(EXTRACT Opens)
Hence, why most of our criminal convictions for ingesting a controlled substance come because we catch the offender immediately after he/ she has smoked or injected the substance with additional controlled substances or paraphernalia in close proximity to them when they are arrested. And, to address the inevitable question about marijuana “ingestion” (reputed, incorrectly, to remain in the body for “months”), remember another difficulty–being present when someone else is smoking pot is not a crime. Hence, why in marijuana cases in a criminal prosecution, “knowing” ingestion or possession is an element of that crime.

Contact highs don’t count and, although letting dopers smoke pot around your kids is certainly grounds for DHS intervention, the state’s hands are tied on the much higher burden imposed when you are talking about prosecuting someone for ingesting the substance or, contributing to the delinquency of the child. We have to catch them actually “holding” in order for the crime to stick. Also, remember, that under the res gestae criminal rule, there must be some independent corroboration of a defendant’s confession to using, possessing or distributing illegal controlled substances in order to sustain a criminal conviction too. In other words, anyone can confess to anything abut, unless there is independent proof that a crime actually occurred, that statement is nothing more than hot air. DHS could use such an admission in conducting their assessment but, even with a Miranda warning, an incriminating statement or even other eyewitness testimony, there is going to have to be proof (beyond a reasonable doubt) that a particular controlled substances was actually knowingly possessed or ingested by this particular defendant in order to sustain a criminal conviction, i.e., in all of our drug cases (even with a confession) a lab test showing the actual presence of a detectable amount of the controlled substance is mandatory.

So, again, just because children are adversely affected by possessing or using drugs by their parents does not relieve the state from its burden of proof (beyond a reasonable doubt) or, its duties in collecting or using incriminating evidence. In regards to AC’s comment “Some even all the way to illegally providing to a child”, I can assure you that if an investigation proves that a parent/guardian is supplying illegal drugs to a child, it will be prosecuted. However, until a state peace officer comes to that knowledge, again, there is no remedy that we can provide. If you suspect this activity, make a hotline call to DHS or contact local law enforcement. Grousing or complaining don’t solve the problem. Get involved! Make the call!
(EXTRACT Closes)
**WHAT THE EXERCISE ASKS**
Reproduce the passage on drug prosecutions starting at "So, again, just" and ending at "Make the call!", swapping "hotline call" for "phone call".
(DATA EXTRACT Opens)
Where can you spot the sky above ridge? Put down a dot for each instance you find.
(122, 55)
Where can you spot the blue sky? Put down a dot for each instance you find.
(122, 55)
(DATA EXTRACT Closes)
**EXPECTED ANSWER**
So, again, just because children are adversely affected by possessing or using drugs by their parents does not relieve the state from its burden of proof (beyond a reasonable doubt) or, its duties in collecting or using incriminating evidence. In regards to AC’s comment “Some even all the way to illegally providing to a child”, I can assure you that if an investigation proves that a parent/guardian is supplying illegal drugs to a child, it will be prosecuted. However, until a state peace officer comes to that knowledge, again, there is no remedy that we can provide. If you suspect this activity, make a phone call to DHS or contact local law enforcement. Grousing or complaining don’t solve the problem. Get involved! Make the call!